▶ **課題の構成**
1. 議事録のうち、「本日議論になった、いわゆる実」を含む箇所から書き写しを始め、「中でも同様に考えております。」まで写したところで止めてください。文字は一つも変えないでください。
2. 議事録で事務局は、人材育成に関する意見を何ページのどの項目の中で整理したと述べていますか。

本日議論になった、いわゆる実装研究は恐らく多くのものにかかわってくると思うのです。主に(6)(7)(8)にもかかわってくるものだと思うのですが、この実装研究に関しては、この中にどの辺に盛り込まれていくのか。それについて、事務局からお願いいたします。
○健康局がん・疾病対策課課長補佐 先生おっしゃるように、やはり予防の部分を念頭に置きつつも、患者さんの生活に近い部分でも、この実装研究は当然入ってくると思いますので、実際、報告書でどのあたりに書くのがいいのかというのは、次回、我々のほうで案を差し上げますので、その部分を含めて御議論いただければと思います。
○中釜座長 ありがとうございます。
 そのほか、御意見はございますでしょうか。
 米田構成員。
○米田構成員 これはどこに書き込むのがいいのか、わからないのですけれども、やはりこれからのがん研究とか開発を進めるための人材をどう育てるかという観点の何か項目というものが一つ含まれるのは大事なことかなと感じております。
○中釜座長 確かに重要なポイントでした。人材育成のことが余り重点的には議論されなかったのですけれども、それも非常に重要なポイントですので、ぜひどこかに盛り込んでいただければと思います。
 基本計画の中には人材育成が書き込まれていますけれども、それをどういうふうに、研究という視点で書けるかということだと思うのですが、事務局からお願いできますか。
○健康局がん対策推進官 事務局です。
 そういう意味では、本日の最後の横断的なところの13ページの基盤整備等の中でいただいた御意見を整理させていただいておりますので、報告書の中でも同様に考えております。
○中釜座長 ありがとうございました。
 お願いいたします。

▶ **表示情報**
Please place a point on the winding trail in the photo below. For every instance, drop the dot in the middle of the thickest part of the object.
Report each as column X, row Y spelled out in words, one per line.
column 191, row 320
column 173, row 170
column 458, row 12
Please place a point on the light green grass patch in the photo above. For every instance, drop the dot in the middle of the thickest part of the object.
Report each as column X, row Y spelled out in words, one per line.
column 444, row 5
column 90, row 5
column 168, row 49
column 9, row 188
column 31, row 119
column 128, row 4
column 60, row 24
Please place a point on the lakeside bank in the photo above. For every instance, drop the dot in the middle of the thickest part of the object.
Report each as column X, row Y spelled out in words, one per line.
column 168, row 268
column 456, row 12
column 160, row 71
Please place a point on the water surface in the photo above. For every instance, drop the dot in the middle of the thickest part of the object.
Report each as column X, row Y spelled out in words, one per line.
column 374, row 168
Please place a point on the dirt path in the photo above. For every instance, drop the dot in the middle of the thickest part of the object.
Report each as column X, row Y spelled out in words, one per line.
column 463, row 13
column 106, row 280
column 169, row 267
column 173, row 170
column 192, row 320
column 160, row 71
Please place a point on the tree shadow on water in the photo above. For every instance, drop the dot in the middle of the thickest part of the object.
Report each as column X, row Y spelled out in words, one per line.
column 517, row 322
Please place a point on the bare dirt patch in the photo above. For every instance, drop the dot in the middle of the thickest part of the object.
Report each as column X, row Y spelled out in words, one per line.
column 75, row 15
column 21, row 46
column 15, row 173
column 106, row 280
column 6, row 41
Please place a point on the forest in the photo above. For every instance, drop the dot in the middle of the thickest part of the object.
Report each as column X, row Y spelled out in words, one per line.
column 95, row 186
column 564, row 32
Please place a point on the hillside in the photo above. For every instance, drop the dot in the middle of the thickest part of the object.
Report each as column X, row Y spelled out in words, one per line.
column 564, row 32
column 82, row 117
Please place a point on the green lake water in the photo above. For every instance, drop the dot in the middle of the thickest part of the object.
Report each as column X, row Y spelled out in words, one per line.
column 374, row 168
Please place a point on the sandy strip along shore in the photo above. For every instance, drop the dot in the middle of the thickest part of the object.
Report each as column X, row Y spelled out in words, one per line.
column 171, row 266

▶ **各課題の解答**
1.
本日議論になった、いわゆる実装研究は恐らく多くのものにかかわってくると思うのです。主に(6)(7)(8)にもかかわってくるものだと思うのですが、この実装研究に関しては、この中にどの辺に盛り込まれていくのか。それについて、事務局からお願いいたします。
○健康局がん・疾病対策課課長補佐 先生おっしゃるように、やはり予防の部分を念頭に置きつつも、患者さんの生活に近い部分でも、この実装研究は当然入ってくると思いますので、実際、報告書でどのあたりに書くのがいいのかというのは、次回、我々のほうで案を差し上げますので、その部分を含めて御議論いただければと思います。
○中釜座長 ありがとうございます。
 そのほか、御意見はございますでしょうか。
 米田構成員。
○米田構成員 これはどこに書き込むのがいいのか、わからないのですけれども、やはりこれからのがん研究とか開発を進めるための人材をどう育てるかという観点の何か項目というものが一つ含まれるのは大事なことかなと感じております。
○中釜座長 確かに重要なポイントでした。人材育成のことが余り重点的には議論されなかったのですけれども、それも非常に重要なポイントですので、ぜひどこかに盛り込んでいただければと思います。
 基本計画の中には人材育成が書き込まれていますけれども、それをどういうふうに、研究という視点で書けるかということだと思うのですが、事務局からお願いできますか。
○健康局がん対策推進官 事務局です。
 そういう意味では、本日の最後の横断的なところの13ページの基盤整備等の中でいただいた御意見を整理させていただいておりますので、報告書の中でも同様に考えております。

2. 13ページの基盤整備等の中です。